__EXERCISE INSTRUCTIONS__
Convert all of the material below into a JSON list of strings, one string per line, skipping blank lines and leaving out the pictures.

__SUPPLIED MATERIAL__
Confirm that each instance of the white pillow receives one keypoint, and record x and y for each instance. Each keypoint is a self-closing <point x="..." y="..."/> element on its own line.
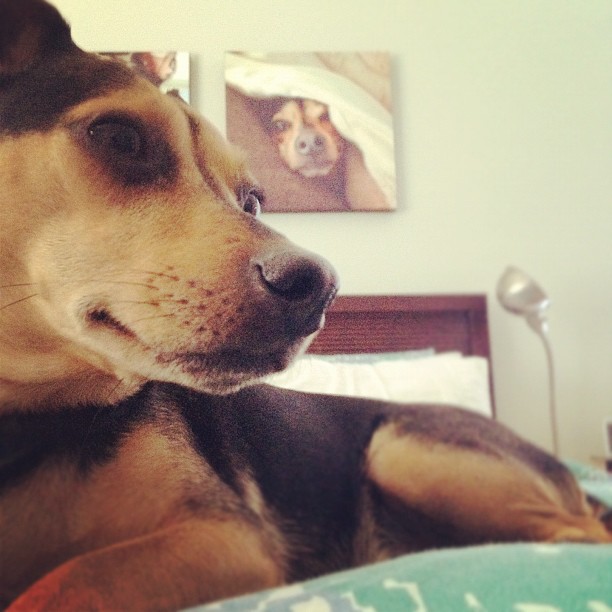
<point x="447" y="378"/>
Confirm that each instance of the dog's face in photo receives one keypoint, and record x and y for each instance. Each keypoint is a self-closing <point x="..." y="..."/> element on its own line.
<point x="306" y="138"/>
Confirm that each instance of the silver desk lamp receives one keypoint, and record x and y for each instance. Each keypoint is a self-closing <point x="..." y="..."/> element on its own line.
<point x="521" y="295"/>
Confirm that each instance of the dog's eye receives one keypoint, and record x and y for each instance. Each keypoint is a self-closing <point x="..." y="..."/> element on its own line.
<point x="280" y="125"/>
<point x="251" y="201"/>
<point x="117" y="137"/>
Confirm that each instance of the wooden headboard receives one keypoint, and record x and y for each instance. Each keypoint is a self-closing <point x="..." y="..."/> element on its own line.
<point x="376" y="324"/>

__WRITTEN REPLY__
[
  "Confirm that each instance of the white pillow receives one keypoint, and record x and y for each instance. Each keypoint is a self-closing <point x=\"...\" y=\"...\"/> element on its own line.",
  "<point x=\"447\" y=\"378\"/>",
  "Confirm that each instance of the dog's face in photo receives one keypoint, and record x and y for each instance. Each keypoint is a self-closing <point x=\"...\" y=\"...\"/> element on its own line.",
  "<point x=\"306\" y=\"138\"/>",
  "Confirm that each instance of the silver desk lamp receives one keypoint, and record x and y for each instance. Each keypoint is a self-closing <point x=\"...\" y=\"...\"/> element on its own line.",
  "<point x=\"521\" y=\"295\"/>",
  "Confirm that each instance of the dog's eye receives one keypoint, and record x and y for each instance. Each keypoint is a self-closing <point x=\"...\" y=\"...\"/> element on its own line.",
  "<point x=\"280\" y=\"125\"/>",
  "<point x=\"251\" y=\"201\"/>",
  "<point x=\"117\" y=\"137\"/>",
  "Confirm that each instance of the wooden headboard receives one keypoint, and record x and y for each instance. Each keypoint is a self-closing <point x=\"...\" y=\"...\"/> element on its own line.",
  "<point x=\"376\" y=\"324\"/>"
]